* [Questions to answer]
(a) Reproduce the passage of the profile of Ursula von der Leyen between "It was French" and "to nominate her.", inclusive, word for word.
(b) In the profile of Ursula von der Leyen, what pseudonym did she adopt in 1978 before studying at the London School of Economics?

* [Text segment]
In 1971, the family moved to a divided Germany; her father was later elected to state parliament as a politician for the center-right Christian Democratic Union (CDU) party. Even now, von der Leyen can recall the fear she felt crossing from West Germany into Berlin. “God, you were just scared that anything might happen,” she says, with a shudder. “You felt no protection where the rule of law was concerned.”
Von der Leyen, who moves easily between English, German, and French, is very much a product of the postwar European order. But for a brief period, she was more likely to be found at a Soho pub or a punk concert than hobnobbing with the children of politicians.
In 1978, with her father facing threats that she would be kidnapped, she adopted the pseudonym “Rose Ladson,” and went to study at the London School of Economics. “I lived far more than I studied,” she told German newspaper Die Zeit in 2016. Cosmopolitan London gave her “an inner freedom” that she still treasures—though she tells me her love of punk has now waned in favor of classical music and, most of all, Adele.
She eventually returned to Germany, where she met her future husband, physician Heiko von der Leyen, in the University of Göttingen choir.
They married in 1986; soon after, she graduated from Hannover Medical School and began working as a gynecologist. In 1992, the couple moved to California with their three children when Heiko was offered a role on Stanford University’s faculty.
Ursula had given up work by then, but was surprised at how ready Stanford was to support them with childcare. Back in Germany, she says the expectation was that a good mother stays home with the kids. (That stigma persists to this day; in 2019, two-thirds of working mothers in Germany with a child under 18 worked part-time, rather than full time.)
“It was very modern and what I took back home was: never again will anybody give me a bad conscience about wanting to work and have kids.”
She became involved in local politics for the CDU after they returned to Germany in 2006. Though she disliked being compared to her father, she says his experience in politics meant it always seemed like a viable career path.
In 2005, Angela Merkel appointed her the Federal Minister for Family Affairs, Senior Citizens, Women and Youth. A protégé of Merkel, von der Leyen became a rising star in Germany and proved to be an unexpectedly radical force for the center-right party.
She introduced a paid parental-leave scheme that offered two additional months for fathers who took leave, and increased the number of state-funded day-care centers for children under 3.
As her career took off, her husband assumed much of the childcare responsibilities. She was always under pressure to explain how she did it. “Never would you ask a male minister: How are you managing with your seven children at home? I hated that.”
In 2013, she was appointed Germany’s first female Defense Minister, widely considered the hardest job in Berlin, not to mention the most stereotypically “male.” The woman who was touted as Germany’s next leader—indeed, her 2015 biography had the title Chancellor in Reserve—was in a precarious position by 2019, tainted by a series of scandals.
It was French President Emmanuel Macron who saved her career, putting her name forward when negotiations for a new President of the European Commission were blocked.
Von der Leyen emerged as a surprise winner—thanks to a controversial backroom deal that got her one of Europe’s top jobs when she hadn’t even campaigned for it. By then, she was such a divisive figure at home that Germany was the only E.U. member state to abstain from the vote to nominate her.
She is reluctant to dwell on that period. “You learn a lot where leadership is concerned by not only being successful, but also if things go wrong,” she says simply. Though she’s the first woman to serve as President of the Commission, she says the world she now inhabits is “much easier” than the defense ministry.

* [Entries shown]
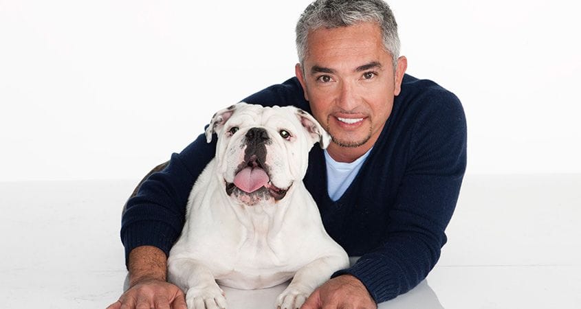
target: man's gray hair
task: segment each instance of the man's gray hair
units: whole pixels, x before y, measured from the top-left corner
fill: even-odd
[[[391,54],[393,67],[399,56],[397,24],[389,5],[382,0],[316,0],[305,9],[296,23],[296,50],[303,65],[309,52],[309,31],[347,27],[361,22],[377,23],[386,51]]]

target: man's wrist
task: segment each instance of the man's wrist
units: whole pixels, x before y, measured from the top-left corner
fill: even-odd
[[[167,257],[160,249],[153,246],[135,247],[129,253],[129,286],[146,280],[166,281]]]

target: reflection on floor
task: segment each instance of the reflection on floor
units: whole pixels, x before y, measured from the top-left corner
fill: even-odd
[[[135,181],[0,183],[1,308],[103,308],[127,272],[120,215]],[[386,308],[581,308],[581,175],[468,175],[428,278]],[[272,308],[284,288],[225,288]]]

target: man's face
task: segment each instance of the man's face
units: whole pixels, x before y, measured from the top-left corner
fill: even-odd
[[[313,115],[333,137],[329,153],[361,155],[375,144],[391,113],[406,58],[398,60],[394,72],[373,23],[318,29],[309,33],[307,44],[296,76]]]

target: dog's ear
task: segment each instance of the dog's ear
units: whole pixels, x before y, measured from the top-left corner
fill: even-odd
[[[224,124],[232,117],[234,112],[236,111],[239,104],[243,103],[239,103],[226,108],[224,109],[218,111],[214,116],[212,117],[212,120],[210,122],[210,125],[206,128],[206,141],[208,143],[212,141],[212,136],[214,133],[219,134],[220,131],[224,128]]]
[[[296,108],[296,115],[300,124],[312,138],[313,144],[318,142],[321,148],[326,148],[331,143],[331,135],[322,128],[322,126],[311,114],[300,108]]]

* [Results of the exercise]
(a)
It was French President Emmanuel Macron who saved her career, putting her name forward when negotiations for a new President of the European Commission were blocked.
Von der Leyen emerged as a surprise winner—thanks to a controversial backroom deal that got her one of Europe’s top jobs when she hadn’t even campaigned for it. By then, she was such a divisive figure at home that Germany was the only E.U. member state to abstain from the vote to nominate her.

(b) She adopted the pseudonym "Rose Ladson."